WHAT TO PRODUCE:
In the data below, find the line that contains "Corridor-survey task: point out each instance of the long" and the line that contains "Corridor-survey task: point out each instance of the taped". Copy both, plus every line between them, exactly.

┄┄┄┄┄┄┄┄┄┄┄┄┄┄┄┄┄┄┄┄

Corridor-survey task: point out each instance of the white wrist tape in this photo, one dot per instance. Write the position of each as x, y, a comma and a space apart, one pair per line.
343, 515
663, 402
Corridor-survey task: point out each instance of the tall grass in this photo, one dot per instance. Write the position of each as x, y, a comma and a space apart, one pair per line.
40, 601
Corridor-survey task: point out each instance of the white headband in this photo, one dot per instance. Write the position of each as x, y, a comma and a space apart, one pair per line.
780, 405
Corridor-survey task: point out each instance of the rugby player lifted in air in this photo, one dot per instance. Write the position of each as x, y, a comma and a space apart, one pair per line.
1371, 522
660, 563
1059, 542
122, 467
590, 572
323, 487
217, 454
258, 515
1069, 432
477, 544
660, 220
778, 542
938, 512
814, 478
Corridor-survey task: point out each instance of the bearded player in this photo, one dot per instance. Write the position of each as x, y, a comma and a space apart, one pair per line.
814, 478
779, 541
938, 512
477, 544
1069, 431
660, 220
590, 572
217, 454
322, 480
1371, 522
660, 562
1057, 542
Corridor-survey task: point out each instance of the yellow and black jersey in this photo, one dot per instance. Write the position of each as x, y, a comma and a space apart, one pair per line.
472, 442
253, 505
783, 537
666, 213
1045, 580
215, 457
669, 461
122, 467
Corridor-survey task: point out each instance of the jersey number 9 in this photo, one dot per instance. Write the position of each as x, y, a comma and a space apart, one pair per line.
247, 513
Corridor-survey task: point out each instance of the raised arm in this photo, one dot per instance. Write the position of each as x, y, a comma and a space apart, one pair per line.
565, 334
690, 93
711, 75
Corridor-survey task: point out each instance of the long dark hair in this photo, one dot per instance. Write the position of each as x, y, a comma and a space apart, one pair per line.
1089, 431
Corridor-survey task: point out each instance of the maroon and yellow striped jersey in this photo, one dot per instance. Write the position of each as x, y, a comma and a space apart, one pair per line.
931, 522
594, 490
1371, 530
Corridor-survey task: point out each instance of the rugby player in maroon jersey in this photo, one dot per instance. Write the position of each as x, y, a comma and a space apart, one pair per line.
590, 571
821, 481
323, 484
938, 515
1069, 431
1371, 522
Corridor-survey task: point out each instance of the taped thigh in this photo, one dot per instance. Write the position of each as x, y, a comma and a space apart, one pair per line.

┄┄┄┄┄┄┄┄┄┄┄┄┄┄┄┄┄┄┄┄

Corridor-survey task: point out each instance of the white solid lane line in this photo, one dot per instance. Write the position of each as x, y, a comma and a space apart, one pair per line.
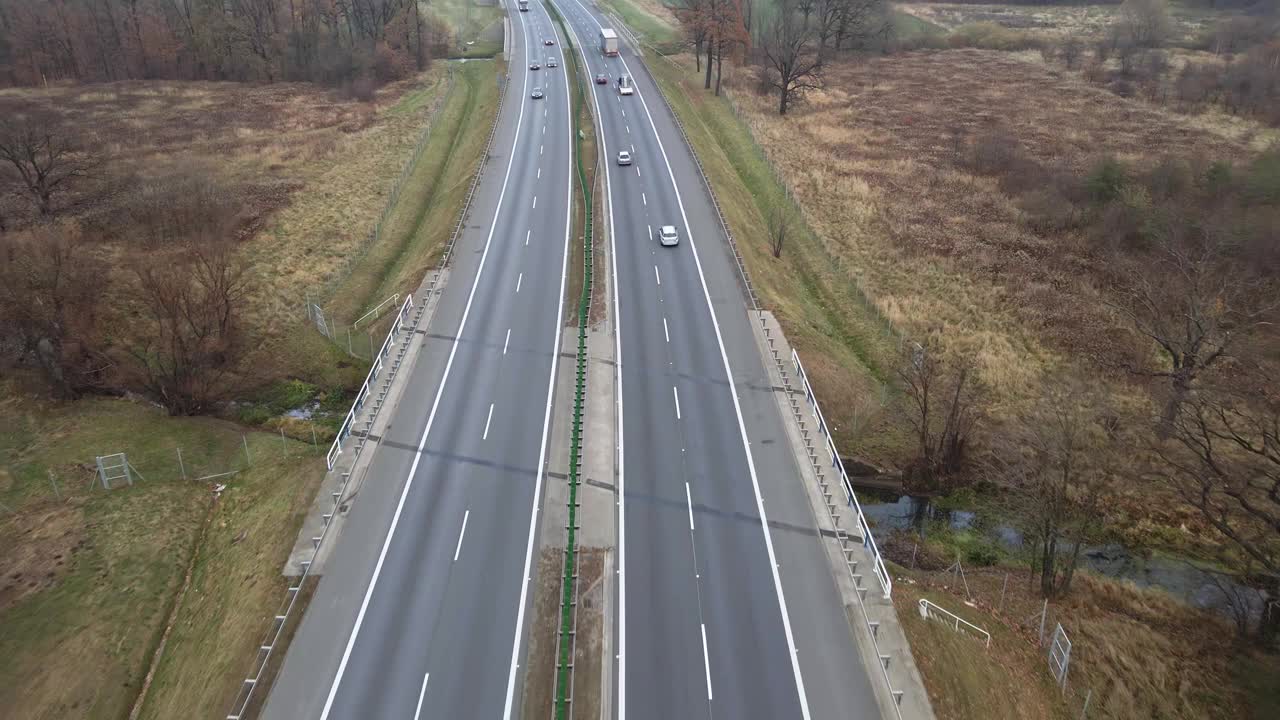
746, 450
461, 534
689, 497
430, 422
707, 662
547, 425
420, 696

┄┄┄┄┄┄┄┄┄┄┄┄┄┄┄┄┄┄┄┄

RESULT:
Corridor-survey task: point out each instance of the long dark hair in this photo, one dot per instance. Write the position of each as x, y, a comma and a space apart, one pair per line.
1089, 431
Corridor-survey task: point out each instance of the maroon and yellow striped jersey in this photo, one dot per instance. Write the position of each as x, y, a comma and a space apart, one pair per line.
931, 522
594, 490
1371, 530
Corridor-survey task: point out each instance of the rugby player in maroon jersey in this photo, one dot per instance. Write the position of each as x, y, a comma and a space apart, one pair per line.
590, 571
821, 481
323, 484
938, 515
1069, 431
1371, 522
Corridor-survey task: point out each instance of the taped thigh in this photo, one dot per instance. Write the position of each as x, y, a comma and a space apart, one pair per line.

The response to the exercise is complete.